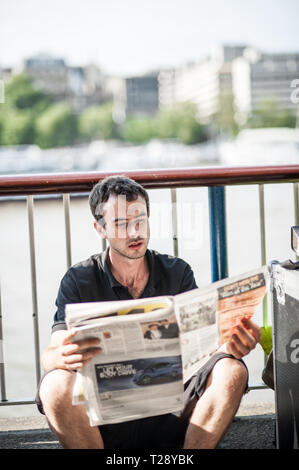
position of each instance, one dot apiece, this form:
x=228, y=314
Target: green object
x=266, y=339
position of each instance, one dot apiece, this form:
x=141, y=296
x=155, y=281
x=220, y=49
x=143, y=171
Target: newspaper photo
x=150, y=347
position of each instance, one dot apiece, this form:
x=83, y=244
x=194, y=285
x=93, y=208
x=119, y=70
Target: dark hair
x=116, y=185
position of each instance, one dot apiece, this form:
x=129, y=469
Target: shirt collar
x=154, y=274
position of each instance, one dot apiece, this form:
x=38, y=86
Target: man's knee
x=231, y=375
x=56, y=388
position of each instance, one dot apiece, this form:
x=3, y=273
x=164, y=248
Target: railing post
x=217, y=211
x=30, y=208
x=66, y=207
x=2, y=369
x=174, y=222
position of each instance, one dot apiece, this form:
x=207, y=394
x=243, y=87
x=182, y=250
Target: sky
x=130, y=37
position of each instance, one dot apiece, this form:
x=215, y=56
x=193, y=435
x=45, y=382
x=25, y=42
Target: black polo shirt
x=92, y=281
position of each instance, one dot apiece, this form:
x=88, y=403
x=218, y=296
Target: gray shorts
x=163, y=431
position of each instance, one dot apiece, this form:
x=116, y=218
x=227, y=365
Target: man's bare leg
x=69, y=423
x=218, y=405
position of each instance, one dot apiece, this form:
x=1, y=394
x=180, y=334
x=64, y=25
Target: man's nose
x=133, y=229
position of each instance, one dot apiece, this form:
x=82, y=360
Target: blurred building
x=258, y=76
x=202, y=82
x=79, y=86
x=136, y=96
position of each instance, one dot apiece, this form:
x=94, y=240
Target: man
x=128, y=269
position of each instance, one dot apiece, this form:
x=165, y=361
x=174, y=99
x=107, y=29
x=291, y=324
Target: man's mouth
x=135, y=245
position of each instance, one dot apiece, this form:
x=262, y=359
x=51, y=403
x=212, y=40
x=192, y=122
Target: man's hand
x=65, y=354
x=245, y=336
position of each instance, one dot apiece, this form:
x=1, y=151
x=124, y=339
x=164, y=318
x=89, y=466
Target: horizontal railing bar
x=254, y=386
x=17, y=402
x=162, y=178
x=258, y=386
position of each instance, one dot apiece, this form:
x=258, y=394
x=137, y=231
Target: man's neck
x=129, y=272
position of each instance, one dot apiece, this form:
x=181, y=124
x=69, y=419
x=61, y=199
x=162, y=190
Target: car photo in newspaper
x=139, y=370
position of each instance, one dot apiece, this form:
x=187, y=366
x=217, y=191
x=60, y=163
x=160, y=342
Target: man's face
x=126, y=226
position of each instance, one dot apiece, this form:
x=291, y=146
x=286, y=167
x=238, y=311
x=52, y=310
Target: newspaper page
x=139, y=370
x=151, y=347
x=206, y=316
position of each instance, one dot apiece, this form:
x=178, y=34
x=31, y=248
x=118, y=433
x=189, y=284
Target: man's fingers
x=254, y=329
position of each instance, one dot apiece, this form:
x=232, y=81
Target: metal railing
x=215, y=178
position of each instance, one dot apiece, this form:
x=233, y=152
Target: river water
x=243, y=251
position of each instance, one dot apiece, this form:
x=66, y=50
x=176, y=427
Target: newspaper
x=151, y=347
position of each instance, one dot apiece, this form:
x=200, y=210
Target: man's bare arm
x=63, y=353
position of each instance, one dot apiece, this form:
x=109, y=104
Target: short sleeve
x=68, y=293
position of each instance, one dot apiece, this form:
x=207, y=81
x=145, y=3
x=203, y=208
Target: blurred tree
x=269, y=113
x=23, y=103
x=181, y=123
x=21, y=93
x=17, y=127
x=97, y=122
x=56, y=126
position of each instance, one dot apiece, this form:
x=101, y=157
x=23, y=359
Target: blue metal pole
x=219, y=265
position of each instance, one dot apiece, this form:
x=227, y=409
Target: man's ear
x=100, y=229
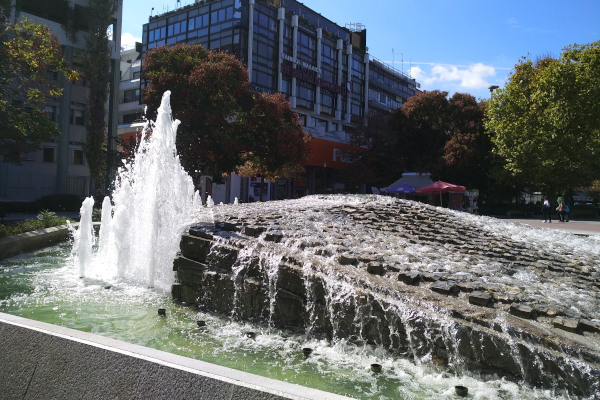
----------
* [GIVEN INSTRUCTION]:
Which lines in the entries above contain the word "newspaper"? Pick out each one and copy it.

* [CORRECT RESULT]:
Target: newspaper photo
Target: car photo in newspaper
Target: newspaper page
Target: newspaper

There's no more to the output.